+++ Kaynak metin +++

Plati adasına doğru yolculuk ve yüzme molasından önce kaptan yunusları görebilmemiz için balık çiftliğinin bulunduğu bir koya götürüyor bizi. Burası oldukça renkli, 2-3 lü yunus grupları teknenin etrafında bir görünüp bir kayboluyorlar.

Sonunda yüzmek için yalnız başına duran bir kilisenin bulunduğu bir koya varıyoruz. Biz sıcağın hararetini denizde atarken öğle yemeği hazırlanıyor. Eh işte denecek bir menü var: Domuz souvlaki, yeşil salata, balık kroket ve cacık meze. Bize özel tavuk souvlaki geliyor tabi ki.

Yaklaşık 130 kişilik nüfusa sahip Pserimos: Botların yanaştığı limanın girişinde denizden çıkarılmış kabuk ve mercanların satıldığı tezgahlar var.  Tezgahlarda canlı kırmızı, mavi, yeşil renklere boyanmış mercanlar dikkatimizi çekiyor. Bir daha ilerde küçük bir kum plaj plajın arkasında ise kafe - restaurantlar. Küçük yürüyüşün ardından biraz daha yüzüyor tekneye ve ardından Kos'a geri dönüyoruz.

+++ Verilen bilgiler +++

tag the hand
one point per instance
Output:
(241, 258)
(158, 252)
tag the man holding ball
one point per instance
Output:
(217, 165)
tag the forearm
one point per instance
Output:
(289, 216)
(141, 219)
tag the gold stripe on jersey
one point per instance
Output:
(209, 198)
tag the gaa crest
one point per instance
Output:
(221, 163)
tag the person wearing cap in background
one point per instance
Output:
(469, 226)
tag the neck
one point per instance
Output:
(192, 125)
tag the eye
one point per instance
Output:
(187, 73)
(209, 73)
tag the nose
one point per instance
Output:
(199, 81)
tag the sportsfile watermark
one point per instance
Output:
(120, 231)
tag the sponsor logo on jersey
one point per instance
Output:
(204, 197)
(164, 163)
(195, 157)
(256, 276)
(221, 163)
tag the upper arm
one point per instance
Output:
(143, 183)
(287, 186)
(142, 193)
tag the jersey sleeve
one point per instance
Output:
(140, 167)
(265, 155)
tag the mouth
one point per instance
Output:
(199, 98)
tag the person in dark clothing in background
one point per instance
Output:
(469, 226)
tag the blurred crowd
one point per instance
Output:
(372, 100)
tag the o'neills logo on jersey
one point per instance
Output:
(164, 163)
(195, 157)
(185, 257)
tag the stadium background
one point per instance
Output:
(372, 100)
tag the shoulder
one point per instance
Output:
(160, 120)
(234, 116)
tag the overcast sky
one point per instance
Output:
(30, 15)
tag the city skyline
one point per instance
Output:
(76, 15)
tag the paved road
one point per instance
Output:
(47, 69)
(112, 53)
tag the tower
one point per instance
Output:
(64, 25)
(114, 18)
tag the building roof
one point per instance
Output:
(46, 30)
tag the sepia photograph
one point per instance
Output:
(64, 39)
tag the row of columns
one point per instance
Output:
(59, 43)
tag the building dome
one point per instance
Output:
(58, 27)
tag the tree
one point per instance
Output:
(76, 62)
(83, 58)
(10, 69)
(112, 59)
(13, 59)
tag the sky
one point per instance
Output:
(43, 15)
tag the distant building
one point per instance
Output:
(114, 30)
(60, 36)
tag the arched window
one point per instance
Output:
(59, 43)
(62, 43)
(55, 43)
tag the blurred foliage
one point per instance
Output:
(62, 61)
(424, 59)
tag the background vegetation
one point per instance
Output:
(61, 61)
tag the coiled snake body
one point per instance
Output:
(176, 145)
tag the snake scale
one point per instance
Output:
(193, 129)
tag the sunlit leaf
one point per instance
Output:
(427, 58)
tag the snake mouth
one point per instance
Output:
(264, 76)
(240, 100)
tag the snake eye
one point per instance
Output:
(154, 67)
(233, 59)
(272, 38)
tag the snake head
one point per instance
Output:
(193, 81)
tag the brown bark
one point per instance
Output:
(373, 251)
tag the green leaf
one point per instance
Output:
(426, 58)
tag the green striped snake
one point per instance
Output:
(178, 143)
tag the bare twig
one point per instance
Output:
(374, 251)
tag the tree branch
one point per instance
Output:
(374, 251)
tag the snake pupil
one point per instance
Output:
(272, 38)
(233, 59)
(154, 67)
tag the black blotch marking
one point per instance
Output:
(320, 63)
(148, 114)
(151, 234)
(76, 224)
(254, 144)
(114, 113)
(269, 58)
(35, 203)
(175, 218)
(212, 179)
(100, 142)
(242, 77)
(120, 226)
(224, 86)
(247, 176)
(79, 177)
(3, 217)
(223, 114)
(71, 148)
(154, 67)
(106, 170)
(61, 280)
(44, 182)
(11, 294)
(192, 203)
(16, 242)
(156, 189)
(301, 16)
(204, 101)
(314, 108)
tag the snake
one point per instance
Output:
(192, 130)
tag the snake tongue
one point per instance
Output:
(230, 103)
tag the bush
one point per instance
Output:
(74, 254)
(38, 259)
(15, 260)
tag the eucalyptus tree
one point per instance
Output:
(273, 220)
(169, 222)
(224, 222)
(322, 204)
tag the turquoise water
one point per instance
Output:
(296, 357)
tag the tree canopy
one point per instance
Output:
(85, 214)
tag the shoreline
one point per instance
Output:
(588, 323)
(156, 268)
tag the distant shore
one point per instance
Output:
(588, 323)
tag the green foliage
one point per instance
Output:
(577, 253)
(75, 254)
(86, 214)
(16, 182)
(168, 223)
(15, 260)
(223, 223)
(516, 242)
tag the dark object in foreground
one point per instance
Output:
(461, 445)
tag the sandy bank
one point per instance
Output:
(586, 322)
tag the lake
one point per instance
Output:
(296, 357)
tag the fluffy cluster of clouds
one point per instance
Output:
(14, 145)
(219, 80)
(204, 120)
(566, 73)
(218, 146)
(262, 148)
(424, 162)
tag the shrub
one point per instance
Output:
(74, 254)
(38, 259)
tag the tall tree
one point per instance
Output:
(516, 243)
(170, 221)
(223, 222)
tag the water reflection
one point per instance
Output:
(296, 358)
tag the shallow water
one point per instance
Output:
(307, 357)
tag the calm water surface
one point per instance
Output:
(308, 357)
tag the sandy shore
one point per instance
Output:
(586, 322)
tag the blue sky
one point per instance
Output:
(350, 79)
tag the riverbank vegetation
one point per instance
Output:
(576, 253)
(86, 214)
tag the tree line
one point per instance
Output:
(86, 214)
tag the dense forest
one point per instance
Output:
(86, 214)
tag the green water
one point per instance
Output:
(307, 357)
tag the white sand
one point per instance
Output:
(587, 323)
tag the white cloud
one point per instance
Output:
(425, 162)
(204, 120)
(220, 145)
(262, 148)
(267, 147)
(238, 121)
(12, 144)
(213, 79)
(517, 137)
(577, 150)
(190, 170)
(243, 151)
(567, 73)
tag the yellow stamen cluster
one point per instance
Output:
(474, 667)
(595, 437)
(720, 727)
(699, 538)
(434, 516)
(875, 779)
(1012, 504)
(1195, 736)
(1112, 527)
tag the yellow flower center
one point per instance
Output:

+++

### Yapılacak görevler
1. Tekne gezisini anlatan kaynak metne göre Pserimos'un nüfusu yaklaşık kaç kişidir?
2. Tekne gezisini anlatan kaynak metnin "Sonunda yüzmek için" ile başlayıp "geliyor tabi ki." ile biten kısmını hiç değiştirmeden yazar mısınız?
3. Kos'tan yapılan tekne gezisini anlatan metni kaldığı yerden devam ettirir misiniz?

### Görevlerin cevapları
1. Yaklaşık 130 kişi.

2.
Sonunda yüzmek için yalnız başına duran bir kilisenin bulunduğu bir koya varıyoruz. Biz sıcağın hararetini denizde atarken öğle yemeği hazırlanıyor. Eh işte denecek bir menü var: Domuz souvlaki, yeşil salata, balık kroket ve cacık meze. Bize özel tavuk souvlaki geliyor tabi ki.

3.
Kos'un gece hayatı Rodos'a kıyasla oldukça hareketli. Neratzia kalesinin etrafı ve sokak araları teenage'den hallice Kuzey Avrupalı gençlerle dolu. Kalenin tam merkezinde Hipokrat'ın meydanı olarak bilinen yerde Kos'un simgesi haline gelen asırlık çınar ağacı bulunuyor. Hipokrat'ın ağacın gölgesinde öğrencilerine geleneksel yöntemlerlerle tıbbi eğitim verdiği söyleniyor. Aynı meydanda bulunan Gazi Hasan Paşa Camii hemen dikkatimizi çekiyor. Sokakların arasında dolaştıkça hediyelik eşya satan dükkanların geç saatlere kadar açık olduğunu görüyoruz. Bu arada kimi canlı Amerikan slowlar , kimi club müzik yayını yapan bir çok mekan sokak araları ve sahil boyuncaki caddeyi hareketlendiriyor.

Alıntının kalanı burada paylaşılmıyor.